Supplied passage:
########################################

Profile: Delaware Senator Chris Coons


WASHINGTON — Senator Chris Coons (D-DE) has been a senator for almost nine years now, having been sworn into office on November 15, 2010. Since then, Coons has been a champion for foreign aid policies and is one of the most vocal proponents of the numerous benefits that foreign aid policies have to offer.

According to Sen. Coons’s website, he believes that America has both the capability and responsibility to play a lead role in foreign affairs. He believes that the goals of America’s foreign policy should be to minimize threats, maximize resources and protect and advance America’s interests. Coons stresses that foreign aid can be used to achieve these goals as it promotes stability, deters terrorism and supports allies.

Committee and Subcommittee Positions

In order to be more actively involved in America’s foreign policy, Senator Coons began serving as a member of the Senate Foreign Affairs Committee during the 113th Congress. He has continued to serve as a member of the Foreign Affairs Committee through the 114th, 115th and 116th Congress.

Coons has also served as chair on the Subcommittee on African and Global Policy in order to promote trade, investment, governance and security with African countries. Coons has leveraged his position as co-chair of the Human Rights Caucus to promote good governance and strengthen democratic institutions in Africa to protect the interests of African people. Coons has also shown concern for healthcare in Africa and has risen to the position of co-chair of Senate Caucus on Malaria and Neglected Tropical Diseases.

Proposed and Sponsored Legislation

Senator Chris Coons has used his various committee and subcommittee positions to sponsor numerous acts and initiatives relating to foreign aid. He has demonstrated a strong focus on building mutually beneficial relationships with sub-Saharan Africans by promoting trade and investment with numerous African countries.

Coons has also been a vocal supporter of foreign assistance to other countries, particularly for healthcare and hunger issues. Listed below are six acts and initiatives that he has sponsored (or co-sponsored) or that have been advanced with Coons’ direct support through the committees and subcommittees that he serves on. All of them are directed towards issues of foreign aid and assistance.

########################################

Instructions:
A: On what date was Senator Coons sworn into office, according to the Coons profile?
B: Quote the part of the Coons profile that begins with the words "In order to be" and ends with "and 116th Congress.".
Nothing in the records is needed for this work.

(Records excerpted from a collection)
########################################

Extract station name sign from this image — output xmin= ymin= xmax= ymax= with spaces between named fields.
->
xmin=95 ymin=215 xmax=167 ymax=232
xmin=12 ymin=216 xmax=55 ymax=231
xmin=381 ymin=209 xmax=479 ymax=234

########################################

Activity answers:
A: November 15, 2010.

B:
In order to be more actively involved in America’s foreign policy, Senator Coons began serving as a member of the Senate Foreign Affairs Committee during the 113th Congress. He has continued to serve as a member of the Foreign Affairs Committee through the 114th, 115th and 116th Congress.